What is required: Copy out the stretch of the records below from the line containing "The function MUST return, for every instance of the gravel" through the end of the records, with no changes.

Start Records for the task

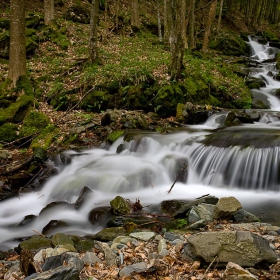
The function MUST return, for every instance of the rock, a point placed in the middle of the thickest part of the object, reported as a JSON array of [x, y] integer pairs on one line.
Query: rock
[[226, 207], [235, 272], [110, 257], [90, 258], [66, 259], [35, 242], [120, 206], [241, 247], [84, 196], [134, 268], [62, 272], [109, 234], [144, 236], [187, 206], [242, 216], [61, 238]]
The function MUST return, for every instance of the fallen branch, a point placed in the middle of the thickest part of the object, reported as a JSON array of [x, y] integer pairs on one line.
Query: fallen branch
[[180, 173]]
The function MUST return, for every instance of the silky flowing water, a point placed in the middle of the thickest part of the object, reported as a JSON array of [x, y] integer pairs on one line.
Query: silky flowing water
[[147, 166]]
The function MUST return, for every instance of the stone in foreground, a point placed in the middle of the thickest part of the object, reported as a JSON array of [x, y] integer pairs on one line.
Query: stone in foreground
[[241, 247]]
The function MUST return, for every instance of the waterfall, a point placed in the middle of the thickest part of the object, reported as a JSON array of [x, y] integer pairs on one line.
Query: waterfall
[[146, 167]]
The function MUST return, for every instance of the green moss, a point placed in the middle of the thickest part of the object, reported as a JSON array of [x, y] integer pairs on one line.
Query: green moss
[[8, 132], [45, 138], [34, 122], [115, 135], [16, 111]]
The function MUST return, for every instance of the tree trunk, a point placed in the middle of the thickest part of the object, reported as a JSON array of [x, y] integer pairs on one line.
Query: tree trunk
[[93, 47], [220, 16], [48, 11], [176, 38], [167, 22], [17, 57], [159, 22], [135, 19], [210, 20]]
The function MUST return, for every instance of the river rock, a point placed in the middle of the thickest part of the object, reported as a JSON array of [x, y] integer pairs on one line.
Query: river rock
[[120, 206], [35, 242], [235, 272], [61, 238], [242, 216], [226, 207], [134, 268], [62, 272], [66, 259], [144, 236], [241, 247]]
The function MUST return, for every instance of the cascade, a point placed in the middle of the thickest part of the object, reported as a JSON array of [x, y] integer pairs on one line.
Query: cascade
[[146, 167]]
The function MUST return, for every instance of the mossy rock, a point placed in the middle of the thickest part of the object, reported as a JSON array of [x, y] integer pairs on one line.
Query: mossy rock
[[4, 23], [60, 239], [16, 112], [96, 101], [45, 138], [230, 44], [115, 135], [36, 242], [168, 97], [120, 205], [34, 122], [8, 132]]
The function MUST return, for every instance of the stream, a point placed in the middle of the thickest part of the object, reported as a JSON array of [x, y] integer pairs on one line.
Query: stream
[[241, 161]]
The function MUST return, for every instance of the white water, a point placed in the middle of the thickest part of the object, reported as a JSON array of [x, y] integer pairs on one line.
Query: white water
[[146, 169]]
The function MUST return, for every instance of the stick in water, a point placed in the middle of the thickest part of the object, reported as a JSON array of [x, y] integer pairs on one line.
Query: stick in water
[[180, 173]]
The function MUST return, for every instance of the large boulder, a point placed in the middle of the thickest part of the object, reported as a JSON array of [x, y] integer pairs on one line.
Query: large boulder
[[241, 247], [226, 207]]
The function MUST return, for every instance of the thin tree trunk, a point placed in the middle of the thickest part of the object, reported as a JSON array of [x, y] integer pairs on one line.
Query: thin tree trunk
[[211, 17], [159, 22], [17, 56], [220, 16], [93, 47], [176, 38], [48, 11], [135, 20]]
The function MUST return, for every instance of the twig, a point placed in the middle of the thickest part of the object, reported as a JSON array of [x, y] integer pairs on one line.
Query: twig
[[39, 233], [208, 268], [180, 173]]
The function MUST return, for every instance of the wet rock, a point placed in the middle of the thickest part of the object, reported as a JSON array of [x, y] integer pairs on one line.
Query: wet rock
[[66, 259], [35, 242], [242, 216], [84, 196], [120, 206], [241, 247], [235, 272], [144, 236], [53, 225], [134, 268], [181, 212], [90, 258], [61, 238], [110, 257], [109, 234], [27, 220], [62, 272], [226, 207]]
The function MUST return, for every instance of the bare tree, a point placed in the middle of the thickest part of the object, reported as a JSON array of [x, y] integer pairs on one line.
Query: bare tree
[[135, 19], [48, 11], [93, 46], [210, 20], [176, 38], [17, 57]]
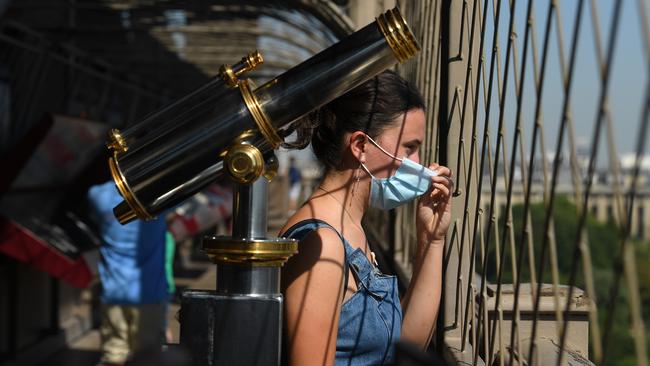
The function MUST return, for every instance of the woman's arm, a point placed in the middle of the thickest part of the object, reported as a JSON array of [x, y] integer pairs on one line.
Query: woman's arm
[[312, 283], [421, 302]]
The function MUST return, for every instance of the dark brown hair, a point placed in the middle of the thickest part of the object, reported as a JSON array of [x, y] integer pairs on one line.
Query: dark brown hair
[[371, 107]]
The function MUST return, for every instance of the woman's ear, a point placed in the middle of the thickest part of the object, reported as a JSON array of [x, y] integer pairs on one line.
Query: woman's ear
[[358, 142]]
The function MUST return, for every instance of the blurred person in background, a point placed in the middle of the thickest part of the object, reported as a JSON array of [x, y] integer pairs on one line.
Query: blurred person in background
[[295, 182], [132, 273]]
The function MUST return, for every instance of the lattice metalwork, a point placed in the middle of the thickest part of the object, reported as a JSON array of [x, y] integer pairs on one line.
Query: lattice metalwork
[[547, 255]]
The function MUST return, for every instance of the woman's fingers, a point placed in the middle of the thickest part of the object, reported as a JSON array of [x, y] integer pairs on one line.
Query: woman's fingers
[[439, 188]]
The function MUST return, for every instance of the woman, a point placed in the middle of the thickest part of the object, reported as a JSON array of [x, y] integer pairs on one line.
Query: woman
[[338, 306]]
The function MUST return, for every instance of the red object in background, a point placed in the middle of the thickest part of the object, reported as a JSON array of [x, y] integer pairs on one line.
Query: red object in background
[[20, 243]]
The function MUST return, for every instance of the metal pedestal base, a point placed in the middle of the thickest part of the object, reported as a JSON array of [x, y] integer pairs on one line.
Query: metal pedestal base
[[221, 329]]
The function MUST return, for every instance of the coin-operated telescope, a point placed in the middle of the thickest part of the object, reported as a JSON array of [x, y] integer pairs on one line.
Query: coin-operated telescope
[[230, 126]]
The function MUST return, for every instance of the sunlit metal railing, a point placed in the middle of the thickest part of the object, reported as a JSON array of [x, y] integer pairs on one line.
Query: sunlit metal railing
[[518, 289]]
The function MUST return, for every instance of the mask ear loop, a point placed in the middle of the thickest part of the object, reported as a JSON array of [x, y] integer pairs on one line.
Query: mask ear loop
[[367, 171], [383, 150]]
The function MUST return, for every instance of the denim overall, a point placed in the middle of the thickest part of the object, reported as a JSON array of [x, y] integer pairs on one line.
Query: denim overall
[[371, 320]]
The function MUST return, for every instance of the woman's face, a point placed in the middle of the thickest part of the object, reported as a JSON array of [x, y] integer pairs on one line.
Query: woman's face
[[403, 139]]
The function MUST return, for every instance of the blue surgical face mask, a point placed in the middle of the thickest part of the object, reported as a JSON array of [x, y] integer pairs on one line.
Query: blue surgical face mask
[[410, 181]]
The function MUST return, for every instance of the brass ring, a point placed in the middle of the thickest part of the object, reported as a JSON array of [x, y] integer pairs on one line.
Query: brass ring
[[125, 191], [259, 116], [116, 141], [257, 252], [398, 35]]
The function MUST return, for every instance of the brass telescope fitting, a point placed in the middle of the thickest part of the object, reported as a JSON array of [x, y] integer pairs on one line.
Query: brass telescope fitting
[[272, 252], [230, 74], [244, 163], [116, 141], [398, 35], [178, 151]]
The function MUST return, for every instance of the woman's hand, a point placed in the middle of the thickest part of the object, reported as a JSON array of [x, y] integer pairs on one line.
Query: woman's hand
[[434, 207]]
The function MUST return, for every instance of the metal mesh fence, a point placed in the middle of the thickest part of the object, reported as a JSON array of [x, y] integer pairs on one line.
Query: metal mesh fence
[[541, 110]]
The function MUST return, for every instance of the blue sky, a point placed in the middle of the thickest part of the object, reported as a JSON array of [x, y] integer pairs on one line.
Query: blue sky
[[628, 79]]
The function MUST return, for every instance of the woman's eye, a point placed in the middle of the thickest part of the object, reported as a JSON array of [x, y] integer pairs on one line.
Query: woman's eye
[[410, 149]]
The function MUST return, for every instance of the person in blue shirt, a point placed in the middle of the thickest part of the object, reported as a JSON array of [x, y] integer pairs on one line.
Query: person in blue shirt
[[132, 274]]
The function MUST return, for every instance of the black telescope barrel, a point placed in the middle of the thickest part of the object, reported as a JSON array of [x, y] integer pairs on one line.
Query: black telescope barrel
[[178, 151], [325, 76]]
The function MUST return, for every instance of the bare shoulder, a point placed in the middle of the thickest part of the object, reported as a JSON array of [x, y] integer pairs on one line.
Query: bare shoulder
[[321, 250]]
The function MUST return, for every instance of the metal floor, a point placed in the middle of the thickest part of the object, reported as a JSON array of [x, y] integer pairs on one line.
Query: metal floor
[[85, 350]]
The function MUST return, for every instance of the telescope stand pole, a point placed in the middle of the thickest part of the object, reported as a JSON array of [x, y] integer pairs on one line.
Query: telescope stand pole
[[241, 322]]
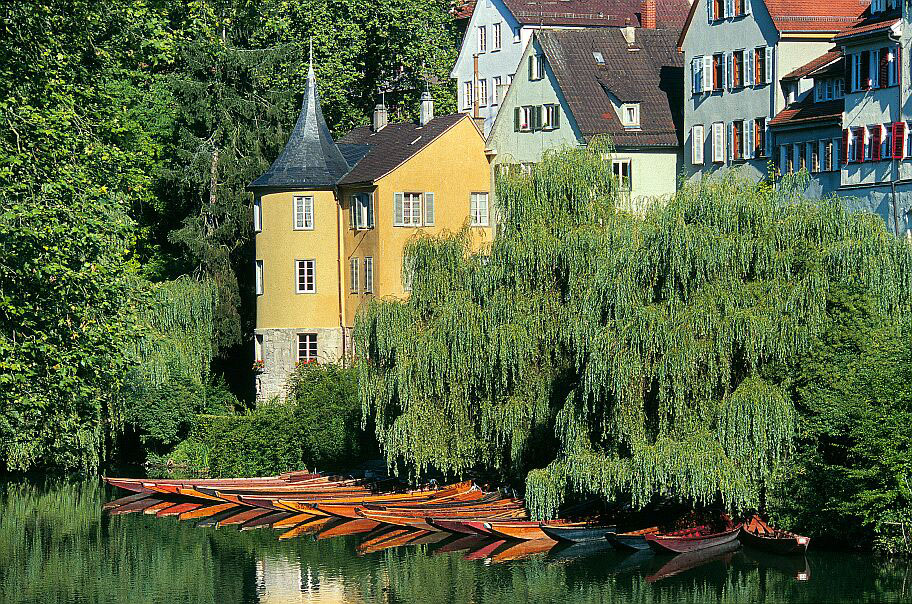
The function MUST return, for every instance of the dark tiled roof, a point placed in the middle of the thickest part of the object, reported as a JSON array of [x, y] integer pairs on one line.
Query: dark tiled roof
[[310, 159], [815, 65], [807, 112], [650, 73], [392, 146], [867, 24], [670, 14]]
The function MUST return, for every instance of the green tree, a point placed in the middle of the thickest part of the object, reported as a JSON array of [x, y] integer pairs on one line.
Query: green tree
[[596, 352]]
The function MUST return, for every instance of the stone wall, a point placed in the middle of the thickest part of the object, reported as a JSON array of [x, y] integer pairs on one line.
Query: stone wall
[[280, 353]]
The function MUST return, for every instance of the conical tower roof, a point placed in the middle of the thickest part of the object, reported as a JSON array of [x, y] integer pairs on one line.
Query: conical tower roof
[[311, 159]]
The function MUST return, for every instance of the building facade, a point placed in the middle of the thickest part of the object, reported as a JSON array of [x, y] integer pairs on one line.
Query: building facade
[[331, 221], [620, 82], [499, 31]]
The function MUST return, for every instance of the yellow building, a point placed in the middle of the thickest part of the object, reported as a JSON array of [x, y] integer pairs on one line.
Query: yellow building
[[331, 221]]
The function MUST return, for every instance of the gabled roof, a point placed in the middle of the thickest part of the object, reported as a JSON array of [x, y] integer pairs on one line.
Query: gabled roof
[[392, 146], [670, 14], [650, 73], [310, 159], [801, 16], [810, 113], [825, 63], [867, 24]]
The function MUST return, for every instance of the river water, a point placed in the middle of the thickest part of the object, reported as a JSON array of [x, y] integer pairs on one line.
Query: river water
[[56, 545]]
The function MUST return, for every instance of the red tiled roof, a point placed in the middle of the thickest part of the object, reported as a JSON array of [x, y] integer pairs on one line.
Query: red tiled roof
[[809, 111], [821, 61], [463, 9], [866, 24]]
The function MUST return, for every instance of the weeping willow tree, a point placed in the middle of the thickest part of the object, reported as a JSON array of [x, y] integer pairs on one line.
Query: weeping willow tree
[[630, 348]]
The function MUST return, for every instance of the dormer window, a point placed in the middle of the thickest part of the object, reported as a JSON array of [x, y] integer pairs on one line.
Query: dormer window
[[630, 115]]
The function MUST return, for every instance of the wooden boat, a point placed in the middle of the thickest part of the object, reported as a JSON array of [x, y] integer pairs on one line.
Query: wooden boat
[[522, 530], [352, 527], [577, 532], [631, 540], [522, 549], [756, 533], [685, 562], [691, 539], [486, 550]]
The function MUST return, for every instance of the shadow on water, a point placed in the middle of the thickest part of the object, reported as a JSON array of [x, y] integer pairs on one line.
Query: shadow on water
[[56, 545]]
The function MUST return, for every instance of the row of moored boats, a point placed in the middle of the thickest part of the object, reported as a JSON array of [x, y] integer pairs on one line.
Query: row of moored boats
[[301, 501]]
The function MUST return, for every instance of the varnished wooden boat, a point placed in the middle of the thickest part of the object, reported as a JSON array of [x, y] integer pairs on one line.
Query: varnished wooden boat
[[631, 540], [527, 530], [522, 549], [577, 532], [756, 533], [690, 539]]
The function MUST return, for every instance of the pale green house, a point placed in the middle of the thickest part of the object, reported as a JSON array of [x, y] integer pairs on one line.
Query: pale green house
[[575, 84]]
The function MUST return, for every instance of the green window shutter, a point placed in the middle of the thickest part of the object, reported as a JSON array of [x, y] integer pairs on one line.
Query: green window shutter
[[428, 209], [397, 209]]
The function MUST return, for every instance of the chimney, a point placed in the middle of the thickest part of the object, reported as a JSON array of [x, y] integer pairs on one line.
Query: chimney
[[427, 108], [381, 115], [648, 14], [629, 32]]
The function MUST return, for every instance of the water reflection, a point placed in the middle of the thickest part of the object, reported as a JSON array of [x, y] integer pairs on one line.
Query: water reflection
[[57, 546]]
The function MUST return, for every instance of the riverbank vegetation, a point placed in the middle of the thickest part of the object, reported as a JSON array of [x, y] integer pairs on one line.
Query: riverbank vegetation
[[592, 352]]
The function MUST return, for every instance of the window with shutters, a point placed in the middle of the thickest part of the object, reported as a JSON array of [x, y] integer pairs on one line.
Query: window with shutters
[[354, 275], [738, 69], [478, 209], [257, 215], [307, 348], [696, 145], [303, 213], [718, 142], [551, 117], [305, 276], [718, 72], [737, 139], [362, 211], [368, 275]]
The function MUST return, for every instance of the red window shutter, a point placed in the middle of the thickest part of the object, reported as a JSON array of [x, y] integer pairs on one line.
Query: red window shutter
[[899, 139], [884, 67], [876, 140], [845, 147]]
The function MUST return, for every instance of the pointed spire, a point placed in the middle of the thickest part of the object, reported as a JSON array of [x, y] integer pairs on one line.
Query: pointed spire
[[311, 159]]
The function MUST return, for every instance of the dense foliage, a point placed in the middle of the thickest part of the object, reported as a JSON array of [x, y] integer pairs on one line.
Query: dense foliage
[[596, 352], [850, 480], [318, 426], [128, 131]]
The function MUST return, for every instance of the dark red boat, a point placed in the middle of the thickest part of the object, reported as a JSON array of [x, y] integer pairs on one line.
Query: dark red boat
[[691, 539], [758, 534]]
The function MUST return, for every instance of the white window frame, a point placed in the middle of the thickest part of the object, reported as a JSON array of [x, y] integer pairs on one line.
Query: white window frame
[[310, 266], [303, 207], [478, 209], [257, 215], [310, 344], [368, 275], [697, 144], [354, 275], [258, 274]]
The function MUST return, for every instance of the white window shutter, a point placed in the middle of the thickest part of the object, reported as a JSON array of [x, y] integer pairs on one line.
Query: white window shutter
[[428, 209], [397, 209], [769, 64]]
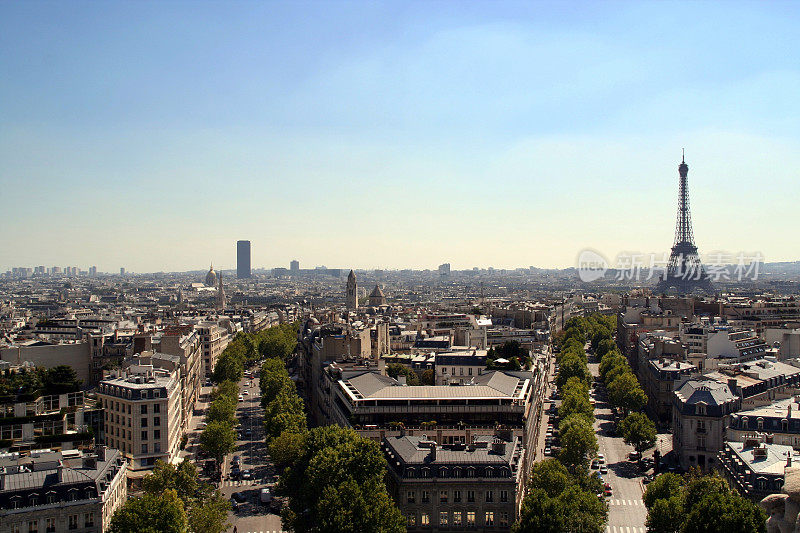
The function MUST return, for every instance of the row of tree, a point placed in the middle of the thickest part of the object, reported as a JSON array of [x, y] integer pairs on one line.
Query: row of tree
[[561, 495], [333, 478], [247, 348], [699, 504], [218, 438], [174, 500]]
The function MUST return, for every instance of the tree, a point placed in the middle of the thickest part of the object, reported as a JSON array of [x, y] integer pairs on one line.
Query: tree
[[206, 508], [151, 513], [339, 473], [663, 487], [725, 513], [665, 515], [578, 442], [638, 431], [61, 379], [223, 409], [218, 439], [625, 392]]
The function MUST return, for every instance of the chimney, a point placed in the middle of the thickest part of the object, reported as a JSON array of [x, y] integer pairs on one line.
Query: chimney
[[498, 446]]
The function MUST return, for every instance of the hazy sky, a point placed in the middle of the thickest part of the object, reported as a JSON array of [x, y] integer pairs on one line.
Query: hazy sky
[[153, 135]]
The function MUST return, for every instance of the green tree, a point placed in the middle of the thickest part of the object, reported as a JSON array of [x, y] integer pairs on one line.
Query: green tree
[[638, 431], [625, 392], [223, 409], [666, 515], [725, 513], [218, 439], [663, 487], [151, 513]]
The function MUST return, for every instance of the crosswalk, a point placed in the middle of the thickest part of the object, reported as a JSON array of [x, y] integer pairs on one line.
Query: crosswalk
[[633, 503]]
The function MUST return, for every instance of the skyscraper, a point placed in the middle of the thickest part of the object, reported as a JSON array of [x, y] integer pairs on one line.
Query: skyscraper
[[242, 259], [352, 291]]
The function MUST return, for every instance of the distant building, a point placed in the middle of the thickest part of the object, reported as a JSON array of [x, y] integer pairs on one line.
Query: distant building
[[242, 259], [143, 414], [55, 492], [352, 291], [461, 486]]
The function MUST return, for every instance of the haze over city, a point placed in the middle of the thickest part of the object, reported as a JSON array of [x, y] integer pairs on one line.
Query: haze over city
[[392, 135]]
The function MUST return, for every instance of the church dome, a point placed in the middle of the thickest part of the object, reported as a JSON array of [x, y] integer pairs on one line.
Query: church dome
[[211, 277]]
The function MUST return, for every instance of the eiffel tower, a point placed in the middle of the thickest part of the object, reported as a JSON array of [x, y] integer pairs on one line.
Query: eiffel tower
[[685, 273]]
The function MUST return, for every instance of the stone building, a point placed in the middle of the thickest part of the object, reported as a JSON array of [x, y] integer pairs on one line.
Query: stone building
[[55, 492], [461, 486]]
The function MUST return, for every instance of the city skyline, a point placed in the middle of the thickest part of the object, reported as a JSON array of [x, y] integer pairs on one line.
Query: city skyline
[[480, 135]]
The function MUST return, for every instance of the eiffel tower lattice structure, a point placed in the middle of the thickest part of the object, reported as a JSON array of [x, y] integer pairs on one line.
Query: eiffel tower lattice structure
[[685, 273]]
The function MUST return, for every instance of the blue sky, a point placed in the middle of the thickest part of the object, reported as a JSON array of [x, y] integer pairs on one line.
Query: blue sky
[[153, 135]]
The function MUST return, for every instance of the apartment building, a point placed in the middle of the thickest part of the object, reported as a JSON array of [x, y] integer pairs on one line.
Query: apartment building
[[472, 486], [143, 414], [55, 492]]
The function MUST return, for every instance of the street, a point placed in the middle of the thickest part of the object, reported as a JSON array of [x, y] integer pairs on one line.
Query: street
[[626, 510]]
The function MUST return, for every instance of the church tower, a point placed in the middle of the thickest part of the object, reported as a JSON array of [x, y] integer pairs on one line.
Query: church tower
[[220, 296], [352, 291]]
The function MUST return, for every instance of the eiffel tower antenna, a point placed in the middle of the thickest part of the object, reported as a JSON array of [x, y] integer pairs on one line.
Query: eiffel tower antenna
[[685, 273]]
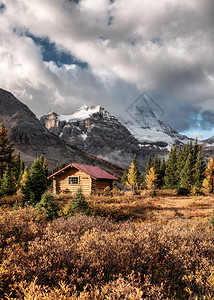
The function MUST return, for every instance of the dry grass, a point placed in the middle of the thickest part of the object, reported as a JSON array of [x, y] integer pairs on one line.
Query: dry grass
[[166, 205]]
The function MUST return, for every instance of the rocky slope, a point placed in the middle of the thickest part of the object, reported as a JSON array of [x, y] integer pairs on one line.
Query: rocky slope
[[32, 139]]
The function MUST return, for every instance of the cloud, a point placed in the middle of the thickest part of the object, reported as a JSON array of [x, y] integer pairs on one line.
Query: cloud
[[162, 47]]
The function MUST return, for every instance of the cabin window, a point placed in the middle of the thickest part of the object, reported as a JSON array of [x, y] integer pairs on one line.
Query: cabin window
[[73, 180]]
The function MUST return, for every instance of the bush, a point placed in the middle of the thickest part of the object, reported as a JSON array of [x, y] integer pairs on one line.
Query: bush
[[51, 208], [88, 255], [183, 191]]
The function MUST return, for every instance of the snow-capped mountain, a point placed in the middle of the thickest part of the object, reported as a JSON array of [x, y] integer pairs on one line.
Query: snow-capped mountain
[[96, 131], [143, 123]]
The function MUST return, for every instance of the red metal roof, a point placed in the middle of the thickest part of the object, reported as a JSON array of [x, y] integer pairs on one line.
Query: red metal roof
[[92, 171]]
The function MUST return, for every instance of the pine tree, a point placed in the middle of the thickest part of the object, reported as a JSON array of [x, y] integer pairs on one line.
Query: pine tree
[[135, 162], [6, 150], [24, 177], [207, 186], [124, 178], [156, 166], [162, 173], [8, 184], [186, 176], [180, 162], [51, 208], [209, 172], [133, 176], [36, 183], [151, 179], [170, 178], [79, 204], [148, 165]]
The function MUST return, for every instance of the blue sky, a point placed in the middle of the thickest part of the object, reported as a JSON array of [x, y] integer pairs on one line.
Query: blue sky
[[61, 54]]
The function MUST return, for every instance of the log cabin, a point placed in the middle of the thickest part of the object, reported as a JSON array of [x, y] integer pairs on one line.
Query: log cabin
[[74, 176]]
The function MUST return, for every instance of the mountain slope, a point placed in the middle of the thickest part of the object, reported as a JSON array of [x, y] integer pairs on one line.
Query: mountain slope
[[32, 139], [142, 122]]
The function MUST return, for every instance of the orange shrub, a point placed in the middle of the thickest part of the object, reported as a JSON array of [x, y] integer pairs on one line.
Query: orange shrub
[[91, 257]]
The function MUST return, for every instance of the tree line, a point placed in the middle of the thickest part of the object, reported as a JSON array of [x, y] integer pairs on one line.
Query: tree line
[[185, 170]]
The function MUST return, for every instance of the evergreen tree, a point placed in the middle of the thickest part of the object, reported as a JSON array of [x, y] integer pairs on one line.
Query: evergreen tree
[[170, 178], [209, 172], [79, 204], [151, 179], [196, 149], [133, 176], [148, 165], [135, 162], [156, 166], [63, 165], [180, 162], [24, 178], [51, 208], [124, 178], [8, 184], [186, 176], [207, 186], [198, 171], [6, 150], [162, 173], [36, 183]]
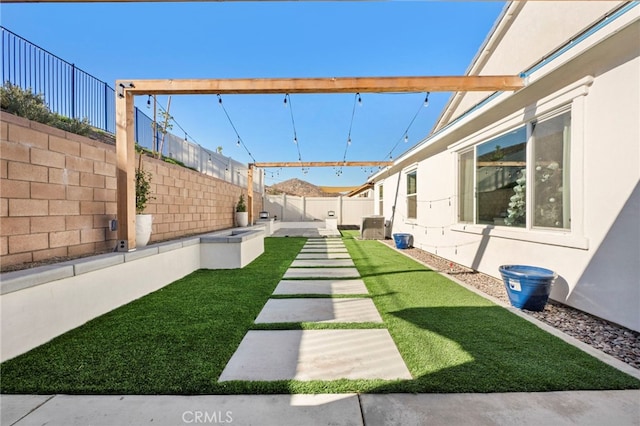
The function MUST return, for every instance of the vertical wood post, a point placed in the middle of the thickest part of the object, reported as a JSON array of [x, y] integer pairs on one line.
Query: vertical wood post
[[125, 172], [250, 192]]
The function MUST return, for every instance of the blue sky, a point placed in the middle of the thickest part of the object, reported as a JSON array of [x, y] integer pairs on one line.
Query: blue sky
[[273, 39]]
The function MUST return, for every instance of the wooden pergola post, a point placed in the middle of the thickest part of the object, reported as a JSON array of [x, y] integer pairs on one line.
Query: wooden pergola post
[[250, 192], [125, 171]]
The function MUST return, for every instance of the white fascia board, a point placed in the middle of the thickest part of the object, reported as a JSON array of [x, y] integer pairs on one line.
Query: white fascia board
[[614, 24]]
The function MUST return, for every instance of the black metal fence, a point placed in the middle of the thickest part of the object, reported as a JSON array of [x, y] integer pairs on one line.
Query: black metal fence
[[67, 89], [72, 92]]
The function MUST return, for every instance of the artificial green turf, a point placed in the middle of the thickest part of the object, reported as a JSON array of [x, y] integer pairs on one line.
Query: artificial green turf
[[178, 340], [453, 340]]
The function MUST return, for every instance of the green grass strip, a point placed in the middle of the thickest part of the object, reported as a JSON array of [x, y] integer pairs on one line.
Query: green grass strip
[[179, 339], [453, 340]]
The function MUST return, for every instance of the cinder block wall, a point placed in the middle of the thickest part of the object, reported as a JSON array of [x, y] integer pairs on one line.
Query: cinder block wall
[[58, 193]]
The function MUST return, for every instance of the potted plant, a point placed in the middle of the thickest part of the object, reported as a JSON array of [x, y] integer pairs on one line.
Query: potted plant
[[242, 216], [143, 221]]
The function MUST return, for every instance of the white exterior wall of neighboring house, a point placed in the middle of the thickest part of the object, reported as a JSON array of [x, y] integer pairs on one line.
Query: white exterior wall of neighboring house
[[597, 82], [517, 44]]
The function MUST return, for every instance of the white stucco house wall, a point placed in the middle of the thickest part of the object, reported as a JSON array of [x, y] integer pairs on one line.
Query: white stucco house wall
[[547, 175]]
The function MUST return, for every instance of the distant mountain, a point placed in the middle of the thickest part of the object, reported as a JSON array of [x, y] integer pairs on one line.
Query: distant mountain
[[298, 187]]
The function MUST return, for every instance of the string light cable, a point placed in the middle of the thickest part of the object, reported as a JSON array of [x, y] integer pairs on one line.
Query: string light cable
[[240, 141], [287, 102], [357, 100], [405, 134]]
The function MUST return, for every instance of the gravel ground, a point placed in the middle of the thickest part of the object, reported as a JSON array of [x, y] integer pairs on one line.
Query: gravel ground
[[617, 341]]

End Records for the task

Exercise result:
The function MUST return, for every instance of the gravel ground, a point placed in the middle of the thickest part of the object, reported as a JSON array of [x, y] integer pairs on one line.
Query: gravel ground
[[617, 341]]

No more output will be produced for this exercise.